Aim of the task:
Write each line word for word, from the line that contains "forest canopy, each" through the last line of the material below.

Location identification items
◇ ◇ ◇
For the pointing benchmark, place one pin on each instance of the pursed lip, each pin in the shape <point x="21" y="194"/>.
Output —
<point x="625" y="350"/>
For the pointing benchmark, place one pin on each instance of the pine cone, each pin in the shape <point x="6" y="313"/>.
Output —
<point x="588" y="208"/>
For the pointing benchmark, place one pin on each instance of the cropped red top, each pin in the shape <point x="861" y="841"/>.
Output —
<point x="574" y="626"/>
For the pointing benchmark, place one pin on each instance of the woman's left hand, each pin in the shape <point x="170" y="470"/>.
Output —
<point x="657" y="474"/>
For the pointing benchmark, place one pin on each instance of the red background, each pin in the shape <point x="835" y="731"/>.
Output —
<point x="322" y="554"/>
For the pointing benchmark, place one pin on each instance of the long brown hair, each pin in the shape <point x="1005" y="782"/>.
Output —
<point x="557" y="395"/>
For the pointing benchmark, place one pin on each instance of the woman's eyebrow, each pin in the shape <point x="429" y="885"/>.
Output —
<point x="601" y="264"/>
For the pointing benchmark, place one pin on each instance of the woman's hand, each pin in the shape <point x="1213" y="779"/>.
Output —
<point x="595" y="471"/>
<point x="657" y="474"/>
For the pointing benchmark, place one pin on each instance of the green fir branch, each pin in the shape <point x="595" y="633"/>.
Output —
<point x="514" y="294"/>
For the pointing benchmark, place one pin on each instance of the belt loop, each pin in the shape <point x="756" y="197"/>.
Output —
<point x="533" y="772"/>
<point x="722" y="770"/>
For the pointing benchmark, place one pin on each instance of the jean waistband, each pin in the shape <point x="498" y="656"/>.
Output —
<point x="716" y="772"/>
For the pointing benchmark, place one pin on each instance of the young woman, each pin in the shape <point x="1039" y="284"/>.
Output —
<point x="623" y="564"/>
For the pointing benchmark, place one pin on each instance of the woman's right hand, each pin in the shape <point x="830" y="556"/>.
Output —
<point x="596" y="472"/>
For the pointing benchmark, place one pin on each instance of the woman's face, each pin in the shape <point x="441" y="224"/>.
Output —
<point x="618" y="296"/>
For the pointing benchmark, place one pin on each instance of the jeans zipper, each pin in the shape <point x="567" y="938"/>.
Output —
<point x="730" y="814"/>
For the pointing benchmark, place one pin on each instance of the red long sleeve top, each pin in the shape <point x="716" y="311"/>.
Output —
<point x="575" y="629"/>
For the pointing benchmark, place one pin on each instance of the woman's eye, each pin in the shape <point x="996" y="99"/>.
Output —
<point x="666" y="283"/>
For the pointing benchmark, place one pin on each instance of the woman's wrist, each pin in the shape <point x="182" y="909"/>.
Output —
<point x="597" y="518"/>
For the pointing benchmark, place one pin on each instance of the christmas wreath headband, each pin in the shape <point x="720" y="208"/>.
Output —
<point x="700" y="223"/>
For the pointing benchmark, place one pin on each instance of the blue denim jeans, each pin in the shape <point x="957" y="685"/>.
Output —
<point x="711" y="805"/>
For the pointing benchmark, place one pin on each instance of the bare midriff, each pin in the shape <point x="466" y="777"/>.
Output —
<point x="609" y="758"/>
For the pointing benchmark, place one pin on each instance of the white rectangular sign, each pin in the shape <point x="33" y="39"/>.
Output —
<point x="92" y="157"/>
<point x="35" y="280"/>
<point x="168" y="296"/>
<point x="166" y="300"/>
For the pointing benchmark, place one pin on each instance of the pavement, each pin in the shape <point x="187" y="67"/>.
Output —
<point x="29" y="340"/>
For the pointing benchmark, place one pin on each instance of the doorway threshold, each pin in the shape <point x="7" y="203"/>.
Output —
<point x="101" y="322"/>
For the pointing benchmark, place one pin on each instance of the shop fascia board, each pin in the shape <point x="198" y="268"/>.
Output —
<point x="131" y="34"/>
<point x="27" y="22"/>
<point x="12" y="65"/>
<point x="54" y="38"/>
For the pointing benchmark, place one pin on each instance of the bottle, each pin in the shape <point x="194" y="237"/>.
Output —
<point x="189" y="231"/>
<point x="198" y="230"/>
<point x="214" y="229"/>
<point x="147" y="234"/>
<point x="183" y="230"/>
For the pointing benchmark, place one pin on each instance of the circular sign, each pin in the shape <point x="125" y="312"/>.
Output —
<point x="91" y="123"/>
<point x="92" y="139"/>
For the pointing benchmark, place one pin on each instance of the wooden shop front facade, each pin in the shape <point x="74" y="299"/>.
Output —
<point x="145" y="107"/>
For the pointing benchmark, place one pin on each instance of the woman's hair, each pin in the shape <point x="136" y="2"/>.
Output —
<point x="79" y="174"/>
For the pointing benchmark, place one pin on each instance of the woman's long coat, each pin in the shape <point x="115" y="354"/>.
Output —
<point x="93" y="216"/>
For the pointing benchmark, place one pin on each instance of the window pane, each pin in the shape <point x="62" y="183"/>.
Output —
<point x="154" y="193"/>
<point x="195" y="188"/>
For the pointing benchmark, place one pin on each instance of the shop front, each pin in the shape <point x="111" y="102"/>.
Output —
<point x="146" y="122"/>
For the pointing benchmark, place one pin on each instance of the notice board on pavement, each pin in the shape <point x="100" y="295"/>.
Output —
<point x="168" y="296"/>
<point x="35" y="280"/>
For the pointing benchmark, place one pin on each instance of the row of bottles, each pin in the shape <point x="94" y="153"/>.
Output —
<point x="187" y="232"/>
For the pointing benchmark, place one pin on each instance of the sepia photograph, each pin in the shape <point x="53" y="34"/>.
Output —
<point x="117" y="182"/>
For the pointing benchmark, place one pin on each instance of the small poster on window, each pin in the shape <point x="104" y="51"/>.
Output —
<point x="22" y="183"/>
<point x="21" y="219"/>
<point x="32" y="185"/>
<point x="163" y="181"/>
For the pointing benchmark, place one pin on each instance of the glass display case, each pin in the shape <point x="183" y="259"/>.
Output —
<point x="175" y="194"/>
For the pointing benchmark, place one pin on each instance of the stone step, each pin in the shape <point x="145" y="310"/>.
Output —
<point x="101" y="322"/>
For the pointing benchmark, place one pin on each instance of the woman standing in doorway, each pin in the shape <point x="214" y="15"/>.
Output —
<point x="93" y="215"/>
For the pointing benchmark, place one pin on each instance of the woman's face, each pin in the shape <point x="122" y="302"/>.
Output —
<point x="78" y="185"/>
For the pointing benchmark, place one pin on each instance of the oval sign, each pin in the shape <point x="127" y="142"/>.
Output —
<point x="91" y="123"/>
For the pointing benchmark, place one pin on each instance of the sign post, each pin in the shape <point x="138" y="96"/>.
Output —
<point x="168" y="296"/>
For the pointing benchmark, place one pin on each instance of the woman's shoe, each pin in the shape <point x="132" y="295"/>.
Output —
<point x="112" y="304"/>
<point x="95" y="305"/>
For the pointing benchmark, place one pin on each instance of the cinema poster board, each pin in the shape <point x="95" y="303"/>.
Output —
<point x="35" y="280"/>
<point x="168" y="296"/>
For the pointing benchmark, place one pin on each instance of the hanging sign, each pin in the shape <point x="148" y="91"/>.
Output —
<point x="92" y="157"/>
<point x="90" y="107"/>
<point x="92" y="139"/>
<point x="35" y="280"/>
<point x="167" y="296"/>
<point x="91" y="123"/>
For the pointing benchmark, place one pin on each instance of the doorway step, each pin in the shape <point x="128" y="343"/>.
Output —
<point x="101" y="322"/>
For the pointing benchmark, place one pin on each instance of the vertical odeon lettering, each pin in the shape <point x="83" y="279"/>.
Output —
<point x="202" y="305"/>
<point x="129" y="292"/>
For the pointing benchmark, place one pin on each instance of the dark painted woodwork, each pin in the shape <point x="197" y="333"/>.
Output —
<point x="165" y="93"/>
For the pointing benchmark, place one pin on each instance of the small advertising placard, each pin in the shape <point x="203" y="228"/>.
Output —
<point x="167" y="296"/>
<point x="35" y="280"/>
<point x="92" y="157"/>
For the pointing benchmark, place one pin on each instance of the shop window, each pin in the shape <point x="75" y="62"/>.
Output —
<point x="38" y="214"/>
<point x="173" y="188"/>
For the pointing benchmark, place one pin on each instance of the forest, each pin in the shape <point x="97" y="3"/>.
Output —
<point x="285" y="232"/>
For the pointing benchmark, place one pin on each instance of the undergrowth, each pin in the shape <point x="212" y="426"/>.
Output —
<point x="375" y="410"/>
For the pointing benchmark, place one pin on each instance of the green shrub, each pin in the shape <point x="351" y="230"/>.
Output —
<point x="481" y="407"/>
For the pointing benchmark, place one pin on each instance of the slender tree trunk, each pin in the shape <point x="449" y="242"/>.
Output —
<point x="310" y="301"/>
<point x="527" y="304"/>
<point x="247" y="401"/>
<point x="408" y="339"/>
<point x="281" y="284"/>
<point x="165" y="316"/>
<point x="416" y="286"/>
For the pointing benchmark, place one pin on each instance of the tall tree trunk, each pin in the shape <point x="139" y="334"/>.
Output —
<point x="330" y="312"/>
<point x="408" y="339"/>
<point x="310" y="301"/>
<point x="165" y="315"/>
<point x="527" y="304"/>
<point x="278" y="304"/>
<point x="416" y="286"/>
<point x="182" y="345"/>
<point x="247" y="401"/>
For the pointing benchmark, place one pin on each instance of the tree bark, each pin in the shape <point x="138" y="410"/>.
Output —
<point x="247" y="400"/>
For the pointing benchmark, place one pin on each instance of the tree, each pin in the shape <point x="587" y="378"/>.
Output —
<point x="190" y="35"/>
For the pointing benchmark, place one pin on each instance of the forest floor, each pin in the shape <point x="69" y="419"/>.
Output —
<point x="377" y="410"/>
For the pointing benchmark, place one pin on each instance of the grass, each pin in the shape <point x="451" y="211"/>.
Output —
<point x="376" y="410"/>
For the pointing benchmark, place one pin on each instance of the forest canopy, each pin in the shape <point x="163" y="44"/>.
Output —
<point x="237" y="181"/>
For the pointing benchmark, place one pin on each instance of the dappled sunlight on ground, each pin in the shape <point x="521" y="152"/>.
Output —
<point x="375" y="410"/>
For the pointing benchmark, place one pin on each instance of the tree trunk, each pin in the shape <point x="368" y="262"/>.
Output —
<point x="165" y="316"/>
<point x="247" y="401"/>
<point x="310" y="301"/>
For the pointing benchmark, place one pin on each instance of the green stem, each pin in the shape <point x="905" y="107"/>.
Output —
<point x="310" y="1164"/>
◇ ◇ ◇
Result:
For the pointing benchmark, place one pin on each instance of the forest canopy, each pin in the shape <point x="163" y="44"/>.
Output —
<point x="237" y="181"/>
For the pointing benchmark, place one pin on each instance of the dappled sunlight on ground, each pin in the shape <point x="521" y="152"/>.
Output —
<point x="375" y="410"/>
For the pointing benchmark, place one pin on each instance of the tree trunk, each pin in the shape <point x="368" y="262"/>.
Output —
<point x="165" y="316"/>
<point x="247" y="401"/>
<point x="310" y="301"/>
For the pointing benchmark, place one pin on each instance of the green stem, each pin in the shape <point x="905" y="107"/>.
Output —
<point x="310" y="1164"/>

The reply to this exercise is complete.